§ Extracted text
— Begin —

Prune the sucker stems from indeterminate varieties only! Right at the point where each leaf grows out from the stem, a new (sucker) stem will appear and begin to grow. Remove it, and the sooner the better. Don’t let the plant waste energy growing the sucker stem. But DO NOT remove the leaf - only the sucker stem growing between the leaf and the stem!!
Once your plant has several sets of leaves, it will begin producing blossoms. THESE BECOME YOUR TOMATOES. They appear about one inch ABOVE the leaf joint, or node as it’s called. NEVER take off the blossoms. Remember, that’s your fruit!
Both pruning and guiding your tomatoes up the baling-twine string should be done religiously, at least once each week for every plant.
You should prune all leaves that touch the ground, and you may also need to prune some leaves, or parts of leaves, to prevent them from overlapping with the leaves of adjacent plants and competing for essential sunlight. Minimize your problems from over-crowding of your plants by allowing adequate space for each plant to grow to maturity in full sunlight.

— End —

§ Dataset entries
— Begin —

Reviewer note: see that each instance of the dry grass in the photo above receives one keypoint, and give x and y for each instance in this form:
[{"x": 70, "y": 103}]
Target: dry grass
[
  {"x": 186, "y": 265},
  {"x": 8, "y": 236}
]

— End —

§ What the task asks
Reproduce word for word the passage of the tomato pruning text starting with "Prune the sucker" and going on through "and the stem!!".

§ Solution to this exercise
Prune the sucker stems from indeterminate varieties only! Right at the point where each leaf grows out from the stem, a new (sucker) stem will appear and begin to grow. Remove it, and the sooner the better. Don’t let the plant waste energy growing the sucker stem. But DO NOT remove the leaf - only the sucker stem growing between the leaf and the stem!!